═══ Records to process ═══
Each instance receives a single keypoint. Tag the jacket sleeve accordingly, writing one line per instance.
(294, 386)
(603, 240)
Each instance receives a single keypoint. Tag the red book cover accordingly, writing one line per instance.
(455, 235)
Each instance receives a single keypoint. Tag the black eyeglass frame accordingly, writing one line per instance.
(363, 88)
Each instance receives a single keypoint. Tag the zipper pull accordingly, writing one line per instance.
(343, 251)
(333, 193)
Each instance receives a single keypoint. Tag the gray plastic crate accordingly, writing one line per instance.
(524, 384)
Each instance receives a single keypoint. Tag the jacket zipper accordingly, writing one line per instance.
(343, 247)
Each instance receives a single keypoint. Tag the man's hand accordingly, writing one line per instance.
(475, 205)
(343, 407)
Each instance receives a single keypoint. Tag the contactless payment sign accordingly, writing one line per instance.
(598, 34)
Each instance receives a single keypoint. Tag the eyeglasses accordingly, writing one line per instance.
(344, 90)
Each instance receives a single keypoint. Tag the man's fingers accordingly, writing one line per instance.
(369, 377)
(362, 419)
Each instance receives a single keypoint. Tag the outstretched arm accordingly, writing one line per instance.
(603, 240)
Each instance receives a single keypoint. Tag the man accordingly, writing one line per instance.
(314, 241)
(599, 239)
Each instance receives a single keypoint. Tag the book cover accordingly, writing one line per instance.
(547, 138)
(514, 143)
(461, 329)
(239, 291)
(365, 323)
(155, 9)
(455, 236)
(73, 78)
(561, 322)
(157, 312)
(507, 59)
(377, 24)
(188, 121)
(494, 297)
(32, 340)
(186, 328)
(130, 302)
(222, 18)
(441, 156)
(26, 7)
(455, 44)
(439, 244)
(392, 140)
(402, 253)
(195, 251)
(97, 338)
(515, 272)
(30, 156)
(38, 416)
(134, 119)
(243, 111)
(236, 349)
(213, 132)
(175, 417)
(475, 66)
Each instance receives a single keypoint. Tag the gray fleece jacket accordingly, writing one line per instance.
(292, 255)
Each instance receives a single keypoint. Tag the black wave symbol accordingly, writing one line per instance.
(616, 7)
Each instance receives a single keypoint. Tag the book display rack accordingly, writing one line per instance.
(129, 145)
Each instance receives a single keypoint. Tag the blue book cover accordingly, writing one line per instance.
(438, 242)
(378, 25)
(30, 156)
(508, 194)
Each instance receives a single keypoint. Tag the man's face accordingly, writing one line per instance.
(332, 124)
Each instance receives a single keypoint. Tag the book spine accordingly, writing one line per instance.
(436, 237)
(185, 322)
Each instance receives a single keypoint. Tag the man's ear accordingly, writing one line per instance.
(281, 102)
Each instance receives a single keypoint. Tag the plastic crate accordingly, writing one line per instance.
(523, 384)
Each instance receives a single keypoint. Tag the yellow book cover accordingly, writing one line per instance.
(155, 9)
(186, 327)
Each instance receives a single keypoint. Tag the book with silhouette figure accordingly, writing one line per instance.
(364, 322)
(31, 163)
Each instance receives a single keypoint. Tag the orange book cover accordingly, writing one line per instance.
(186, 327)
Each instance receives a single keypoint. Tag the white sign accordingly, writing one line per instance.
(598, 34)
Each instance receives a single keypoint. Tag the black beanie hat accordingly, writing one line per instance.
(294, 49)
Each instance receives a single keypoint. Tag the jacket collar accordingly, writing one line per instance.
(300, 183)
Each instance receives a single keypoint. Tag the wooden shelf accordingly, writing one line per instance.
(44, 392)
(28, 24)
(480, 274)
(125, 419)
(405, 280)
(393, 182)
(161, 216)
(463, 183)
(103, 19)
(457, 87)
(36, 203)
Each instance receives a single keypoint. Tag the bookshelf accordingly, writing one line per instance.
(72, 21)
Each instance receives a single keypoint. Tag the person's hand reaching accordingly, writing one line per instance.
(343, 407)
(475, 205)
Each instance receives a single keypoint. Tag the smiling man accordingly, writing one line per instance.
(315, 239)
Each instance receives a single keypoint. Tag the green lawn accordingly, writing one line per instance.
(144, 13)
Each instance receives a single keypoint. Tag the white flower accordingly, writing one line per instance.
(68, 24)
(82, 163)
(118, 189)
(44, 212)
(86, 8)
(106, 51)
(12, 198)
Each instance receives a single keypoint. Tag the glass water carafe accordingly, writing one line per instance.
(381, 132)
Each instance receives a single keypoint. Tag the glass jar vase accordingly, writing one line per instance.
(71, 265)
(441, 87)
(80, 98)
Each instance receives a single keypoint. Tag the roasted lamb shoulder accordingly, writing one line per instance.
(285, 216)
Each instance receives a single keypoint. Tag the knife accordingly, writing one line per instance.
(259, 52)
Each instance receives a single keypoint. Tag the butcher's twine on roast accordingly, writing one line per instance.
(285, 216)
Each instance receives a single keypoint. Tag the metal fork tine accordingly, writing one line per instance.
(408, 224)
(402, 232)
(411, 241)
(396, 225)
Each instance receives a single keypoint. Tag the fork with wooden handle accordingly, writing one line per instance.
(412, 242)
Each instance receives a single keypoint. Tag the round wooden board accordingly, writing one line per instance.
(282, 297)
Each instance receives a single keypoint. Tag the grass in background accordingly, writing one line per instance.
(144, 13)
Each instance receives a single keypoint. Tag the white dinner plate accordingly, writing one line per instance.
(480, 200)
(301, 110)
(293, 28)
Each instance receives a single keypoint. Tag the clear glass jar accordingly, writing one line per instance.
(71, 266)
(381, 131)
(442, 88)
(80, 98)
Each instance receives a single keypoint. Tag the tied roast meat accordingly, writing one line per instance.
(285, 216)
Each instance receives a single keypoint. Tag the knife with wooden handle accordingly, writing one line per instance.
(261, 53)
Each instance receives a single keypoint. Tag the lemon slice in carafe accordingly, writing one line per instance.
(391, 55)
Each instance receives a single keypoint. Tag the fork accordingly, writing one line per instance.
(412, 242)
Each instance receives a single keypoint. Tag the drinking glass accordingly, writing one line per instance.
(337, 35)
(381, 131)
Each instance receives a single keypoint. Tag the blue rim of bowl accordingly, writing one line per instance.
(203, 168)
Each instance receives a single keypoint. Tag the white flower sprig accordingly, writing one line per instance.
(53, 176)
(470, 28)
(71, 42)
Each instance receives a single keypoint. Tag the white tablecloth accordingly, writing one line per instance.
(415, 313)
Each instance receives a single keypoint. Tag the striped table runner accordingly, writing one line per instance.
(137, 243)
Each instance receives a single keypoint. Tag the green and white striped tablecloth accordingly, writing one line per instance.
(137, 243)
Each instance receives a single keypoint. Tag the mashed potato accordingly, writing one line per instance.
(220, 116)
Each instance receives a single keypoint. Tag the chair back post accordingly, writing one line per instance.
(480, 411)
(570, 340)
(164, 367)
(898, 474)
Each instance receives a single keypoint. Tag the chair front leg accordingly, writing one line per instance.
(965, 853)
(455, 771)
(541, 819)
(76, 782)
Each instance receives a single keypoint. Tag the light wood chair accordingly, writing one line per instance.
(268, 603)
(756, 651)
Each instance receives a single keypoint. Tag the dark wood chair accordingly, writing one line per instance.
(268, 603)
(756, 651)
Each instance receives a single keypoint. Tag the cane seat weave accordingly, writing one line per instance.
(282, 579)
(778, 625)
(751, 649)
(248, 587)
═══
Problem: Can you pull out everything from the line containing "Each instance receives a single keypoint. Tag the dark" down to the end of the records, copying each line word for word?

Reply:
Each instance receives a single keypoint. Tag the dark wood chair accordingly, writing one line per instance.
(268, 603)
(756, 651)
Each instance receives a single keypoint. Tag the cane seat weave accordingly, writing one line per instance.
(282, 579)
(778, 625)
(751, 649)
(248, 587)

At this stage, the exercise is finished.